**SOURCE DOCUMENT:**
%%
PESHAWAR: A total of 305 women were subjected to violence in Khyber Pakhtunkhwa during the second half of last year due to flawed laws.
This is stated in a report on the situation of violence against women in Khyber Pakhtunkhwa from July to December 2011.
Addressing the report launching ceremony at Peshawar Press Club on Tuesday, Dr Salahuddin of Aurat Foundation said of these victims of violence against women, 195 were married and 18 unmarried, while information about 51 was unavailable.
He said 162 of these cases pertained to murder, 19 kidnapping, 23 domestic violence, 42 suicide, 16 honour killing, four rape/gang rape and 39 miscellaneous nature.
Dr Salahuddin said 236 FIRs had been registered about violence against women in Khyber Pakhtunkhwa, while 18 cases remained unregistered and that details about 51 were unavailable.
He said 47 women subjected to violence in the province were aged below 18 years, 22 below 19 to 36 years and four 37 years and above age. He further said 87 cases were reported in rural areas and 218 in urban areas.
%%
**DATA SECTION:**
%%
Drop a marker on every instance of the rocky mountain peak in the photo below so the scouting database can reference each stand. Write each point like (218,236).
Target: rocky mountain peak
%%
**THINGS TO DO:**
1. What cause does the Peshawar article give for the violence suffered by the 305 women in Khyber Pakhtunkhwa? Answer in one to three sentences.
2. Retype the Peshawar article from "This is stated" to "51 was unavailable.", with no changes.

**ANSWER LIST:**
1. The article attributes it to flawed laws. It states that 305 women in Khyber Pakhtunkhwa were subjected to violence during the second half of last year because of those laws.

2.
This is stated in a report on the situation of violence against women in Khyber Pakhtunkhwa from July to December 2011.
Addressing the report launching ceremony at Peshawar Press Club on Tuesday, Dr Salahuddin of Aurat Foundation said of these victims of violence against women, 195 were married and 18 unmarried, while information about 51 was unavailable.